▸ Stated exercise 1
Transcribe the passage of the EPUB documentation page between "This page of" and "repeated further down.", inclusive.
▸ Stated exercise 2
Give the rows of the data listing between the row holding "of the smartphone" and the last row, inclusive, as a Markdown table with the columns No. and Entry. Leave out blank rows.

▸ Supplied text
========
Daniel Weck edited this page Apr 22, 2016 · 28 revisions


EPUB Content Modifications (CSS, DOM, Javascript, etc.)

To perform as a "reading system", Readium's underlying rendering / layout engine injects additional functionality ; such as styling ; into each EPUB content document that it loads (i.e. HTML, SVG).

This page of documentation aims to provide an accurate and exhaustive description of all the CSS, DOM and Javascript modifications that may affect authored content. This is meant to be read in a linear fashion (from top to bottom), as some background information presented at the beginning is not repeated further down.

Fixed layout (FXL)

"Page Blanche" EPUB sample

Note that the above link points to Readium's online "cloud reader". This is the default deployment URL at Firebase, which is the static hosting service currently used for continuous integration of the application builds generated from the develop branches of the ReadiumJS GitHub repositories.

There is an alternate app deployment URL at Surge:

Also note that the offline Chrome extension provides near-identical functionality to the online cloud reader (they are both based off the same source code):


With pre-paginated ebooks, each spine item (i.e. HTML or SVG content document) corresponds to a single page. Each HTML page declares its intrinsic dimensions using the "viewport" metadata, for example: html > head > meta @name="viewport" @content="width=1024, height=768". The pages may be displayed on their own, or side-by-side as part of a page spread, or even as a full vertical sequence of pages when the scroll layout is enabled ("continuous" view mode). Irrespective of the rendering mode, each page is hosted in an HTML iframe. Each frame "sandbox" defines the scope of authored styling and scripted behaviors, for one particular HTML / SVG document. From each frame, Readium captures a number of user events in order to perform its reading system logic, see sections down below about keyboard handling and pointing devices.
========
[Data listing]

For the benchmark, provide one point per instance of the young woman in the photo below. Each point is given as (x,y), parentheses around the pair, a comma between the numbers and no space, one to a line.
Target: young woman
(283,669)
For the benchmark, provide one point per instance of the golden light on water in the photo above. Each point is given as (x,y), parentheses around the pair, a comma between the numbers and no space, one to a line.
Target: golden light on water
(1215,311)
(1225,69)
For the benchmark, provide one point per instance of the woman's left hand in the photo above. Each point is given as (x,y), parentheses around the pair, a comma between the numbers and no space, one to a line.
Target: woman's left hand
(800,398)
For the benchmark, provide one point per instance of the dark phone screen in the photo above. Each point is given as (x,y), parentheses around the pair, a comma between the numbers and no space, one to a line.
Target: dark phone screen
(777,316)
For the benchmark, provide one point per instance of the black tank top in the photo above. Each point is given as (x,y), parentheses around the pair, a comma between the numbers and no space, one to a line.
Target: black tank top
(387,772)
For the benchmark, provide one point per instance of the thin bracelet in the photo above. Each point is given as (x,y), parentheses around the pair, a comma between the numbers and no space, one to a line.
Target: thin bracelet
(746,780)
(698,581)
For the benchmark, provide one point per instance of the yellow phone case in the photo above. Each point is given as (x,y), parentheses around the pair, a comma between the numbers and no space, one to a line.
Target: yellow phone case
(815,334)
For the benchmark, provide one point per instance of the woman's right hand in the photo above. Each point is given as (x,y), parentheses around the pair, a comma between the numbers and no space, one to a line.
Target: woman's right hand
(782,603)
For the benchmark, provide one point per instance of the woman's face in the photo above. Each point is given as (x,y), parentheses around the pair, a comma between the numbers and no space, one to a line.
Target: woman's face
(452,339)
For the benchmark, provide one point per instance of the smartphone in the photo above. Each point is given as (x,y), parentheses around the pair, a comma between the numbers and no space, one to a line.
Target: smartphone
========
▸ Worked answer 1
This page of documentation aims to provide an accurate and exhaustive description of all the CSS, DOM and Javascript modifications that may affect authored content. This is meant to be read in a linear fashion (from top to bottom), as some background information presented at the beginning is not repeated further down.

▸ Worked answer 2
| No. | Entry |
|---|---|
| 1 | For the benchmark, provide one point per instance of the smartphone in the photo above. Each point is given as (x,y), parentheses around the pair, a comma between the numbers and no space, one to a line. |
| 2 | Target: smartphone |